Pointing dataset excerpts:
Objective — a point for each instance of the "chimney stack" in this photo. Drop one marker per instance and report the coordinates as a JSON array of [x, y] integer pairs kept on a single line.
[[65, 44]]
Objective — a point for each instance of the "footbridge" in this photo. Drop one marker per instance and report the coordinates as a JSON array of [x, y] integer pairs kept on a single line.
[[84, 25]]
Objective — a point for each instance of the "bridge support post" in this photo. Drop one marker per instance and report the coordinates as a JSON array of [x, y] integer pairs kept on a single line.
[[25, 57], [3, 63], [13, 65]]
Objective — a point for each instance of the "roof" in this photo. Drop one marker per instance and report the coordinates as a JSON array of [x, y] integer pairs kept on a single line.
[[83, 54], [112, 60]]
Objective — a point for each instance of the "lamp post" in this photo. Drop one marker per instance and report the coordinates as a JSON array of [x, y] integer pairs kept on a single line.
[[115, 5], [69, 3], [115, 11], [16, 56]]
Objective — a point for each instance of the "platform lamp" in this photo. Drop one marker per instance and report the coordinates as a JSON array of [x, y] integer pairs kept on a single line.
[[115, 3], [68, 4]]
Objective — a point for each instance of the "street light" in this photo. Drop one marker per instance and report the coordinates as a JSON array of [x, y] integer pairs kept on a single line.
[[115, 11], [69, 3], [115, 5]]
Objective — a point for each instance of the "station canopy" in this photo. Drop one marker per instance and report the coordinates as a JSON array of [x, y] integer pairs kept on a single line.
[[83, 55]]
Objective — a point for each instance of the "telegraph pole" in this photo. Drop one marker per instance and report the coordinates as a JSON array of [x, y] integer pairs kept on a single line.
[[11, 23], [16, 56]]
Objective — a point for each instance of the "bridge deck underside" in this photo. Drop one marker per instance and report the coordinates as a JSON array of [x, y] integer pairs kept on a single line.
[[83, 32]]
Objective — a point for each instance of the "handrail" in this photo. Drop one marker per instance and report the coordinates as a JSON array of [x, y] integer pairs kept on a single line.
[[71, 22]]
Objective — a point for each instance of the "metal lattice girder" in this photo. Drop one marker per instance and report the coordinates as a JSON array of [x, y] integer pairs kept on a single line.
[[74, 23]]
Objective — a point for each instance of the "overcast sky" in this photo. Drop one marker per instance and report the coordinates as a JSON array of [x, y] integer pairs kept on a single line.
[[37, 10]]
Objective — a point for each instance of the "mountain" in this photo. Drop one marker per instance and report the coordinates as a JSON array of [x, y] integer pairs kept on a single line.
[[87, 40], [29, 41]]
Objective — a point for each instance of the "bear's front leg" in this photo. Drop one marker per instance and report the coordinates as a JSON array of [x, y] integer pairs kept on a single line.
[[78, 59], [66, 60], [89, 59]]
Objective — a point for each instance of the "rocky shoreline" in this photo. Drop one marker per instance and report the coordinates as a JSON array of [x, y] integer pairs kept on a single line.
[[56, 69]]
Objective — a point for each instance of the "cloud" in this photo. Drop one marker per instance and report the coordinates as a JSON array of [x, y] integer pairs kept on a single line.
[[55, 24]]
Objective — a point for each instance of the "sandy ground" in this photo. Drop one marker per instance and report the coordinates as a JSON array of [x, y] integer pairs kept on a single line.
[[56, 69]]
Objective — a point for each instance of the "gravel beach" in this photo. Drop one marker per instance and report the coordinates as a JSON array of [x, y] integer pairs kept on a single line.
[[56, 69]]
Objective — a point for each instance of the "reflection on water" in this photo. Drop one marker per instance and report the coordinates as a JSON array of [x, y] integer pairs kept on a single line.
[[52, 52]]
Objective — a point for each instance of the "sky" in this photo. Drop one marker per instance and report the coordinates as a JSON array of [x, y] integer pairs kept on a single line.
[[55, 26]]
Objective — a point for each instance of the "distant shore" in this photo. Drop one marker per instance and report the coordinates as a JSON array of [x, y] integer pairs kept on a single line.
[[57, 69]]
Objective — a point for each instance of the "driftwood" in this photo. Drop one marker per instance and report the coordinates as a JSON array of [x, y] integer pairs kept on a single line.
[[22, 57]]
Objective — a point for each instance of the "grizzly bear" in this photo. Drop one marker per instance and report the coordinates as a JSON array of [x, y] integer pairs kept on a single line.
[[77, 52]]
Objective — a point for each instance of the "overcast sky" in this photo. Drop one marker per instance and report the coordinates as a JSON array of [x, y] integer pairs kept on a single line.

The exercise: Repeat the preceding lines exactly, please, every one of them.

Exercise response:
Objective — a point for each instance of the "chimney stack" in this photo. Drop one marker per instance and report the coordinates as a JSON array of [x, y] integer pairs kept on a single line.
[[65, 44]]
Objective — a point for each instance of the "footbridge" in this photo. Drop one marker per instance and report the coordinates as a JSON array of [x, y] integer pairs kept on a single line.
[[84, 25]]
Objective — a point for each instance of the "bridge support post" in this photo. Drop one marker per instance and report the coordinates as a JSON array of [x, y] integer pairs kept on a single line.
[[25, 57], [3, 63], [13, 65]]
Objective — a point for each instance of the "roof" in this photo. Drop one marker per instance and report the coordinates as a JSON array of [x, y] integer pairs kept on a single line.
[[83, 54], [112, 60]]
Objective — a point for each instance of the "lamp post" in this photo. Drop one marker per instance and report the coordinates as a JSON array of [x, y] integer pairs kept on a single line.
[[115, 5], [69, 3], [115, 11], [16, 56]]
Objective — a point for each instance of the "platform lamp" in this photo. Drop one marker per instance and report the coordinates as a JSON array of [x, y] integer pairs kept on a single line.
[[115, 3], [68, 4]]
Objective — a point for each instance of the "street light" in this photo. Drop one marker per instance and report the coordinates as a JSON array of [x, y] integer pairs kept on a single line.
[[115, 11], [69, 3], [115, 5]]
Objective — a point for each instance of the "station canopy" in this photo. Drop one marker per instance and report the coordinates as a JSON array of [x, y] integer pairs kept on a single line.
[[83, 55]]
Objective — a point for each instance of the "telegraph pole" in this photo. Drop one marker per instance and report the coordinates as a JSON array of [x, y] integer pairs kept on a single line.
[[11, 23], [16, 56]]
Objective — a point for each instance of the "bridge deck underside" in this photo. Drop one marker per instance and report the coordinates as a JSON array of [x, y] integer pairs kept on a single line.
[[83, 32]]
Objective — a point for each instance of the "handrail" in this photo. Drop one marker per instance and report the coordinates as a JSON array of [x, y] integer pairs kept on a single line.
[[71, 22]]
Objective — a point for each instance of the "metal lattice girder" in this photo. Drop one marker per instance and report the coordinates as a JSON array of [x, y] integer pairs kept on a single line.
[[74, 23]]
Objective — a point for each instance of the "overcast sky" in this photo. Drop one marker per instance and report the coordinates as a JSON array of [x, y] integer pairs kept on a single line.
[[37, 10]]
Objective — a point for each instance of the "mountain" in this photo. Drop one marker per instance and report the coordinates as a JSON array of [x, y] integer pairs kept on a single line.
[[87, 40], [29, 41]]
Objective — a point for each instance of the "bear's front leg" in this photo. Drop one marker per instance and report the coordinates as a JSON array of [x, y] integer pairs kept on a single line.
[[78, 59], [66, 60], [89, 59]]
Objective — a point for each instance of the "rocky shoreline" in this photo. Drop one marker per instance and report the coordinates as a JSON array of [x, y] integer pairs kept on a single line.
[[56, 69]]
Objective — a point for each instance of the "cloud" in this photo. Drop one marker per instance and report the coordinates as a JSON array of [x, y] integer pairs kept on a single line.
[[55, 24]]
Objective — a point for each instance of the "sandy ground" in this photo. Drop one marker per instance and report the coordinates as a JSON array of [x, y] integer pairs kept on a single line.
[[56, 69]]
Objective — a point for each instance of the "gravel beach" in this photo. Drop one marker per instance and report the coordinates as a JSON array of [x, y] integer pairs kept on a single line.
[[56, 69]]
Objective — a point for each instance of the "reflection on water" in this photo. Drop one marker per instance and report the coordinates as a JSON array of [x, y] integer pairs kept on a single line.
[[52, 52]]
Objective — a point for each instance of the "sky" in this photo. Drop one marker per instance and report the coordinates as a JSON array of [x, y] integer pairs kept on a single line.
[[55, 26]]
Objective — a point for each instance of the "distant shore" in this photo. Drop one marker per instance and report the coordinates as a JSON array of [x, y] integer pairs kept on a single line.
[[57, 69]]
Objective — a point for each instance of the "driftwood" in this photo. Drop one marker per instance and report the coordinates as a JSON array of [x, y] integer pairs kept on a single line.
[[22, 57]]
Objective — a point for each instance of the "grizzly bear" in this photo. Drop one marker per instance and report the coordinates as a JSON array of [x, y] integer pairs kept on a single line.
[[77, 52]]
Objective — a point for each instance of the "overcast sky" in this photo. Drop one marker per instance and report the coordinates as a JSON array of [x, y] integer pairs kept on a single line.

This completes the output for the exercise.